Autre affaire : lundi 3 mai, quatre personnes, un technicien, un employé, un ingénieur d’État et le directeur général d’une entreprise qui emploie tout ce beau monde comparaissaient devant le Tribunal de première instance de Rabat. A l’origine de l’affaire, une plainte déposée par le ministère de l’Énergie et des Mines. Le département d’Amina Benkhadra a vu ses bases de données partiellement détruites ; un acte de « vengeance » perpétré par ces anciens employés mécontents de ne plus voir leur contrat renouvelé, si on en croit les premières conclusions de l’enquête. Les charges retenues sont lourdes : « accès frauduleux et modification du système de traitement informatisé », « destruction de données », « blocage du système de traitement », « outrage à la police judiciaire » et « fausse déclaration ». L’affaire est toujours en justice et les prévenus risquent plusieurs années de prison.

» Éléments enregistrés
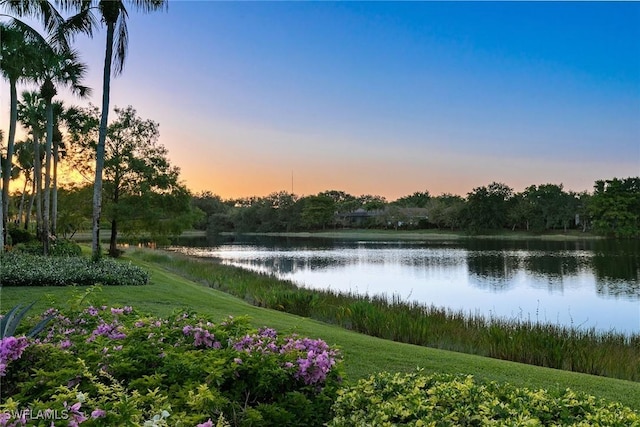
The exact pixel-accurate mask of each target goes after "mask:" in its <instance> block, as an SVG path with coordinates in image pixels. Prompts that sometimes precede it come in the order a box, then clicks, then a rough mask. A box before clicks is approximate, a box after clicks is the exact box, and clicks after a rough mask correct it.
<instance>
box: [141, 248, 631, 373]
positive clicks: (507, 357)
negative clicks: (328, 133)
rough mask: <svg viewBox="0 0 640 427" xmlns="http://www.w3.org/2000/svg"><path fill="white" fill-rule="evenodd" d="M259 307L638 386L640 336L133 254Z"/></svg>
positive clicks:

» Travail demandé
[1] D'après le texte d'étude, quel ministère a déposé la plainte à l'origine de l'affaire ?
[2] Reproduisez le passage du texte d'étude qui commence par "Autre affaire : lundi" et se termine par "années de prison.".
[3] Relevez toutes les charges retenues contre les prévenus dans le texte d'étude.

» Exercices corrigés
[1] Le ministère de l'Énergie et des Mines.

[2]
Autre affaire : lundi 3 mai, quatre personnes, un technicien, un employé, un ingénieur d’État et le directeur général d’une entreprise qui emploie tout ce beau monde comparaissaient devant le Tribunal de première instance de Rabat. A l’origine de l’affaire, une plainte déposée par le ministère de l’Énergie et des Mines. Le département d’Amina Benkhadra a vu ses bases de données partiellement détruites ; un acte de « vengeance » perpétré par ces anciens employés mécontents de ne plus voir leur contrat renouvelé, si on en croit les premières conclusions de l’enquête. Les charges retenues sont lourdes : « accès frauduleux et modification du système de traitement informatisé », « destruction de données », « blocage du système de traitement », « outrage à la police judiciaire » et « fausse déclaration ». L’affaire est toujours en justice et les prévenus risquent plusieurs années de prison.

[3]
- accès frauduleux et modification du système de traitement informatisé
- destruction de données
- blocage du système de traitement
- outrage à la police judiciaire
- fausse déclaration